*Requests:*
1: Rewrite the forum post on internet monitoring from "Imagine how many" to "are keyless ones.", switching "servers" to "routers".
2: Which standard mechanisms does the forum post on internet monitoring name as part of the terrorist hunt?
3: According to the forum post on internet monitoring, why are keyless custom encryption algorithms unbreakable even by brute force?

*Document segment:*
# # # # #
Imagine how many servers are between me and you in this moment, and how many points where you can sniff. That's called Man In The Middle scenario, and the only encryptions immune to this are keyless ones.

Organized terrorist groups have experts. And they probably have programmers that are advanced enough to implement their own custom encryption algorithm. Governments use public encryption methods because they can control all the points of communication. Keyless custom encyrption algorithms are unbreakable (even by brute-force, you don't know the mathematical logic of the algorithm). But they have their drawbacks, and i won't drag this offtopic anymore  :D

In any case, they're going to gain - nada, null, zero, nothing by monitoring internet traffic. They're maybe going to caught some skinhead groups planing the attack on the local China Shop, or football hooligans consolidating attack on the adversary group, etc, or local script kiddies / hacker wannabees doing some web site defacement. Someone with a bit of resources and a bit of adequate brainpower will be totally immune to this.

However, it may bring a piece of the puzzle to add to other, more standard mechanisms (police, army, secret service etc...), in terrorist hunt. However #2, this is the most absurd human rights violation...i'm going to write mails to someone describing how i played Red Alert and "nuked Americans' base", it's going to trigger the system and some jerk over there is going to read my mail, and there could be some deep personal and private things involved also, in the same mail.

It is possible to implement a system based on neural networks that would be able to understand something in it's right context, with gigabytes and gigabytes of raw input material for perceptrons. But, to be able to do that in real-time, for (x) languages, counting in the spelling and grammar errors and all variations such as l33t quasi-language...don't know, but that system would be huge. I don't know if it would be even out of our league regarding current advancements of computer sciences. That kind of system would be then already used (CERN and FermiLab both ring a bell), yet they don't have anything as powerfull and "intelligent".
# # # # #
*Source data:*
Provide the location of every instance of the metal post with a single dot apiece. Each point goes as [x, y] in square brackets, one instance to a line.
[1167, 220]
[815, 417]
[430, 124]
# # # # #
*Solutions to the problems:*
1:
Imagine how many routers are between me and you in this moment, and how many points where you can sniff. That's called Man In The Middle scenario, and the only encryptions immune to this are keyless ones.

2: Police, army, secret service

3: They resist even brute force because an attacker does not know the mathematical logic of the algorithm.